▶ **Consignes**:
A - Répondez brièvement à ces questions sur l’extrait consacré à Dédale :
(i) En quelle matière Dédale fit-il les statues des deux filles de Minos ?
(ii) D’après Diodore de Sicile, quelle partie du temple de Vulcain à Memphis Dédale bâtit-il ?
(iii) Que désignait le mot grec δαίδαλον avant Dédale ?
B - Merci d’indiquer, pour chaque affirmation, si l’extrait consacré à Dédale la confirme (oui ou non), en citant les mots qui tranchent :
(i) L’Aréopage condamna Dédale à l’exil.
(ii) Le bas-relief réalisé pour Ariadne était en marbre blanc.
(iii) Les écrivains précisent l’époque de la mort de Dédale.

====== Extrait fourni

Dédale atteint & convaincu d’un crime si énorme, fut condamné par arrêt de l’Aréopage, à perdre la vie.

Il se déroba à la justice, & se tenant caché dans une bourgade de l’Attique, de la tribu de Cécrops, qui du nom de cet illustre fugitif, fut appellée Dédalide ; mais ne s’y croyant pas en sûreté, il passa en Crete. La renommée avoit préparé les esprits en sa faveur ; on fut charmé de voir un homme d’un si rare mérite, & Minos qui régnoit dans cette île, compta bien mettre à profit les talens de cet habile artiste, qui de son côté répondit à l’attente qu’on avoit de lui. Minos avoit deux filles, Phedre & Ariadne ; Dédale fit leurs statues en bois ; il fit aussi celle d’une divinité qui étoit chere aux Crétois ; on la nommoit dans la langue du pays Britomartis, comme qui diroit la douce vierge. Ce fut encore en ce tems-là qu’il fit pour Ariadne un bas-relief de marbre blanc, qui représentoit ces danses légeres, & cette espece de branle dont parle Homere dans le dix-huitieme livre de l’Iliade. Jusque-là il n’avoit guere été que statuaire, dans la suite il se montra grand architecte ; il fit le labyrinthe du roi Mendès, ouvrage que Pline appelle le plus étonnant qu’ait produit l’esprit humain. Diodore parle des ouvrages que Dédale fit en Sicile : il laissa un fils que l’on appelloit Japyx, & qui donna son nom à une contrée d’Italie.

Aucun écrivain ne nous apprend en quel tems naquit ou mourut Dédale ; on peut cependant imaginer qu’il finit ses jours en Egypte. Ce sentiment paroît appuyé sur ce que rapporte Diodore de Sicile, que Dédale bâtit le vestibule de ce magnifique temple que Vulcain avoit à Memphis ; que l’on y plaça la statue de cet artiste faite de sa main propre, & que dans une île proche de cette grande ville, les Egyptiens lui consacrerent un temple, où l’on lui rendoit les honneurs divins. En un mot, l’Histoire & la Fable ont concouru à illustrer également son nom, qu’il avoit tiré du mot grec δαίδαλον, terme qui avant lui signifioit un morceau de bois poli & artistement travaillé.

============
====== Informations extraites

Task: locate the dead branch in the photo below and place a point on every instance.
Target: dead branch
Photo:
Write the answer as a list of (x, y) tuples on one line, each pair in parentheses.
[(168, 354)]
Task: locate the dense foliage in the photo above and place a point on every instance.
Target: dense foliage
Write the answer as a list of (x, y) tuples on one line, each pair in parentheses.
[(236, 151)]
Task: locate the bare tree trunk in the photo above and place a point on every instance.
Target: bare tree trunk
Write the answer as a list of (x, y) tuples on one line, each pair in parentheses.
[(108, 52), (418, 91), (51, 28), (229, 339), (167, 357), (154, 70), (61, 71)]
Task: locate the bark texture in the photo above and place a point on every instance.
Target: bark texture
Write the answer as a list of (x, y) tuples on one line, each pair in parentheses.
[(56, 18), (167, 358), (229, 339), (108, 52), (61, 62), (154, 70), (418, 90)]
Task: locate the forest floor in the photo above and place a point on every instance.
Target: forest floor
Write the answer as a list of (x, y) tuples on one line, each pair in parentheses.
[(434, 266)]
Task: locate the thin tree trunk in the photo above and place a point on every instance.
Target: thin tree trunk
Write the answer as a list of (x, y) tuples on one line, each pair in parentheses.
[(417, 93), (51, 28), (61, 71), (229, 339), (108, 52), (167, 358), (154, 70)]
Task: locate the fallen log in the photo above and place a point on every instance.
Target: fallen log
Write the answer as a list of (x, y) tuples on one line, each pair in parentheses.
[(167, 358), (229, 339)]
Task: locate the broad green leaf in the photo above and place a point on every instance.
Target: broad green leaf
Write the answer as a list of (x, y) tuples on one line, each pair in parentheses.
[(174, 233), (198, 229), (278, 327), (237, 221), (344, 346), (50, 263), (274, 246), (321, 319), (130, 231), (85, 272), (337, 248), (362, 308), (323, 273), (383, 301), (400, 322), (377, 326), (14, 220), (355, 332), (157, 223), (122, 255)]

============

▶ **Réponses par consigne**:
A -
(i) En bois.
(ii) Le vestibule.
(iii) Un morceau de bois poli et artistement travaillé.

B -
(i) Non : « fut condamné par arrêt de l’Aréopage, à perdre la vie ».
(ii) Oui : « il fit pour Ariadne un bas-relief de marbre blanc ».
(iii) Non : « Aucun écrivain ne nous apprend en quel tems naquit ou mourut Dédale ».